Stored items
○ ○ ○

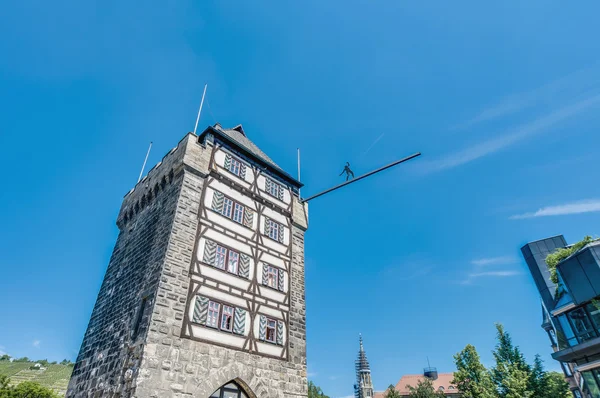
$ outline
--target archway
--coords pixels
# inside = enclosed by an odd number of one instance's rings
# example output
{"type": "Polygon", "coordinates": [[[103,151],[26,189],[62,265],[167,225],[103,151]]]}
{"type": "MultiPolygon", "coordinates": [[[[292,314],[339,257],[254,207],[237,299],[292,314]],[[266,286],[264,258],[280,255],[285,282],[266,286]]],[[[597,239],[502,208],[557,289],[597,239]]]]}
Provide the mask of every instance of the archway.
{"type": "Polygon", "coordinates": [[[246,390],[234,380],[221,386],[209,398],[252,398],[246,390]]]}

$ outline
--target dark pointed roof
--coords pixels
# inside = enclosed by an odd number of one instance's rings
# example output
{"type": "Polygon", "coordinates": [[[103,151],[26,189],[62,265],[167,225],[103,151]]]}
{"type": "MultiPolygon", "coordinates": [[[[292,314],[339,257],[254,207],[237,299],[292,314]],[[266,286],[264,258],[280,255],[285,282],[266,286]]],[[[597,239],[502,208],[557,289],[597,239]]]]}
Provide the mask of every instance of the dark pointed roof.
{"type": "Polygon", "coordinates": [[[212,127],[208,127],[202,134],[200,134],[200,138],[204,137],[207,133],[212,133],[215,136],[228,141],[231,144],[234,144],[238,147],[242,152],[245,152],[246,155],[252,157],[255,160],[258,160],[260,163],[263,163],[268,168],[271,168],[277,174],[284,178],[284,180],[292,183],[296,187],[302,187],[303,184],[296,180],[294,177],[286,173],[281,167],[279,167],[270,157],[267,156],[256,144],[254,144],[250,139],[246,136],[246,132],[241,124],[237,126],[226,129],[223,128],[219,123],[216,123],[212,127]]]}
{"type": "Polygon", "coordinates": [[[359,342],[360,349],[358,350],[358,358],[356,359],[356,372],[370,372],[371,367],[369,366],[369,360],[367,359],[367,354],[365,353],[365,348],[363,347],[363,339],[361,335],[359,335],[359,342]]]}

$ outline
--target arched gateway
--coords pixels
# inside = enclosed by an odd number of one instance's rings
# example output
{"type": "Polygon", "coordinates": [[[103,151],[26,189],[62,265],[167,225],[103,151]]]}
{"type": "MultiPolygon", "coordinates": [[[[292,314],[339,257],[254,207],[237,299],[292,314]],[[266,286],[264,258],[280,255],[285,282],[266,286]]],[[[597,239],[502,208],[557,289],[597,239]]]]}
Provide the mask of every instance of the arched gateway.
{"type": "Polygon", "coordinates": [[[250,398],[250,396],[243,387],[232,380],[213,392],[209,398],[250,398]]]}

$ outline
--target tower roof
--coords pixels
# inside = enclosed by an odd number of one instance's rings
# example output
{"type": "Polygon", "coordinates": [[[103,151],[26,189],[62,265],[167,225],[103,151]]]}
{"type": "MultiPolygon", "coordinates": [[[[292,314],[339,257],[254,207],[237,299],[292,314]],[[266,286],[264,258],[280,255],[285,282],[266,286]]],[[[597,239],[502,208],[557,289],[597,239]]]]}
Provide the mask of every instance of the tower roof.
{"type": "Polygon", "coordinates": [[[356,373],[360,372],[370,372],[371,367],[369,366],[369,360],[367,359],[367,354],[365,353],[365,348],[363,347],[363,339],[362,335],[359,335],[359,343],[360,349],[358,350],[358,358],[356,359],[356,373]]]}
{"type": "Polygon", "coordinates": [[[296,187],[303,186],[300,181],[283,171],[283,169],[279,167],[270,157],[268,157],[267,154],[264,153],[258,146],[256,146],[254,142],[250,141],[250,139],[246,136],[244,128],[241,124],[228,129],[223,128],[219,123],[216,123],[214,126],[208,127],[206,130],[204,130],[202,134],[200,134],[200,138],[203,138],[208,133],[212,133],[222,140],[233,144],[246,155],[275,171],[280,175],[280,177],[287,182],[290,182],[292,185],[295,185],[296,187]]]}

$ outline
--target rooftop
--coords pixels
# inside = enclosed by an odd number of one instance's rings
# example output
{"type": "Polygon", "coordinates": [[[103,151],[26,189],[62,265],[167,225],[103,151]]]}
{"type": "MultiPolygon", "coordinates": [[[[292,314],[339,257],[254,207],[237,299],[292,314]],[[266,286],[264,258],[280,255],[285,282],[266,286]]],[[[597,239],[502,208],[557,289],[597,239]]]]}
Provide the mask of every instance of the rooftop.
{"type": "MultiPolygon", "coordinates": [[[[419,384],[419,381],[425,379],[425,376],[420,375],[404,375],[400,378],[398,383],[396,384],[396,391],[400,393],[402,396],[408,396],[410,394],[408,386],[416,387],[419,384]]],[[[433,388],[438,391],[440,387],[443,388],[444,393],[449,394],[458,394],[458,389],[452,385],[452,379],[454,379],[454,373],[439,373],[438,378],[433,380],[433,388]]],[[[383,398],[385,396],[385,391],[376,392],[373,398],[383,398]]]]}

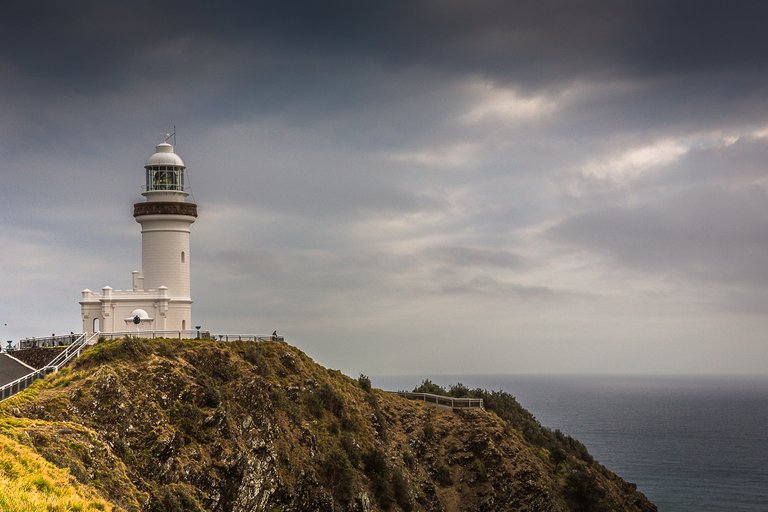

○ ○ ○

» **What is being asked**
Please keep every line of the data the same when you reproduce it, and keep every picture out.

» **Problem solution**
$ outline
--target archway
--coords pixels
# inside = enclosed by an odd number of one instance's rings
# example output
{"type": "Polygon", "coordinates": [[[103,151],[26,189],[62,265],[167,225],[103,151]]]}
{"type": "MultiPolygon", "coordinates": [[[[292,314],[339,257],[254,207],[237,299],[292,314]],[[266,286],[264,258],[280,255],[285,282],[266,286]]],[[[597,239],[502,208],[557,289],[597,239]]]]}
Provide the mask of every instance of the archway.
{"type": "Polygon", "coordinates": [[[246,390],[234,380],[221,386],[209,398],[252,398],[246,390]]]}

$ outline
--target dark pointed roof
--coords pixels
# inside = enclosed by an odd number of one instance's rings
# example output
{"type": "Polygon", "coordinates": [[[103,151],[26,189],[62,265],[167,225],[103,151]]]}
{"type": "MultiPolygon", "coordinates": [[[[292,314],[339,257],[254,207],[237,299],[292,314]],[[266,286],[264,258],[280,255],[285,282],[266,286]]],[[[597,239],[502,208],[557,289],[597,239]]]]}
Provide the mask of every instance of the dark pointed roof.
{"type": "Polygon", "coordinates": [[[212,127],[208,127],[202,134],[200,134],[200,138],[204,137],[207,133],[212,133],[215,136],[228,141],[231,144],[234,144],[238,147],[242,152],[245,152],[246,155],[252,157],[255,160],[258,160],[260,163],[263,163],[268,168],[271,168],[277,174],[284,178],[284,180],[292,183],[296,187],[302,187],[303,184],[296,180],[294,177],[286,173],[281,167],[279,167],[270,157],[267,156],[256,144],[254,144],[250,139],[246,136],[246,132],[241,124],[237,126],[226,129],[223,128],[219,123],[216,123],[212,127]]]}
{"type": "Polygon", "coordinates": [[[359,342],[360,349],[358,350],[358,358],[356,359],[356,372],[370,372],[371,367],[369,366],[369,360],[367,359],[367,354],[365,353],[365,348],[363,347],[363,339],[361,335],[359,335],[359,342]]]}

$ outline
--target arched gateway
--coords pixels
# inside = enclosed by an odd number of one instance's rings
# example output
{"type": "Polygon", "coordinates": [[[103,151],[26,189],[62,265],[167,225],[103,151]]]}
{"type": "MultiPolygon", "coordinates": [[[[292,314],[339,257],[254,207],[237,299],[292,314]],[[266,286],[264,258],[280,255],[285,282],[266,286]]],[[[597,239],[502,208],[557,289],[597,239]]]]}
Provide the mask of every instance of the arched gateway.
{"type": "Polygon", "coordinates": [[[250,398],[250,396],[243,387],[232,380],[213,392],[209,398],[250,398]]]}

$ outline
--target tower roof
--coords pixels
# inside = enclosed by an odd number of one instance's rings
# example output
{"type": "Polygon", "coordinates": [[[103,151],[26,189],[62,265],[167,225],[103,151]]]}
{"type": "MultiPolygon", "coordinates": [[[[292,314],[339,257],[254,207],[237,299],[292,314]],[[266,286],[264,258],[280,255],[285,282],[266,286]]],[[[597,239],[502,208],[557,289],[597,239]]]]}
Provide the mask of every instance of the tower roof.
{"type": "Polygon", "coordinates": [[[356,373],[360,372],[370,372],[371,367],[369,366],[369,360],[367,359],[367,354],[365,353],[365,348],[363,347],[363,339],[362,335],[359,335],[359,343],[360,349],[358,350],[358,358],[356,359],[356,373]]]}
{"type": "Polygon", "coordinates": [[[296,187],[303,186],[300,181],[283,171],[283,169],[279,167],[270,157],[268,157],[267,154],[264,153],[258,146],[256,146],[254,142],[250,141],[250,139],[246,136],[244,128],[241,124],[228,129],[223,128],[219,123],[216,123],[214,126],[208,127],[206,130],[204,130],[202,134],[200,134],[200,138],[203,138],[208,133],[212,133],[222,140],[233,144],[246,155],[275,171],[280,175],[280,177],[287,182],[290,182],[292,185],[295,185],[296,187]]]}

$ outline
--target rooftop
--coords pixels
# inside = enclosed by an odd number of one instance's rings
# example output
{"type": "Polygon", "coordinates": [[[103,151],[26,189],[62,265],[167,225],[103,151]]]}
{"type": "MultiPolygon", "coordinates": [[[[292,314],[339,257],[254,207],[237,299],[292,314]],[[266,286],[264,258],[280,255],[285,282],[266,286]]],[[[597,239],[502,208],[557,289],[597,239]]]]}
Provide the mask of every instance of the rooftop.
{"type": "MultiPolygon", "coordinates": [[[[419,384],[419,381],[425,379],[425,376],[420,375],[404,375],[400,378],[398,383],[396,384],[396,391],[400,393],[402,396],[408,396],[410,394],[408,386],[416,387],[419,384]]],[[[433,388],[438,391],[440,387],[443,388],[444,393],[449,394],[458,394],[458,389],[452,385],[452,379],[454,379],[454,373],[439,373],[438,378],[433,380],[433,388]]],[[[383,398],[385,396],[385,391],[376,392],[373,398],[383,398]]]]}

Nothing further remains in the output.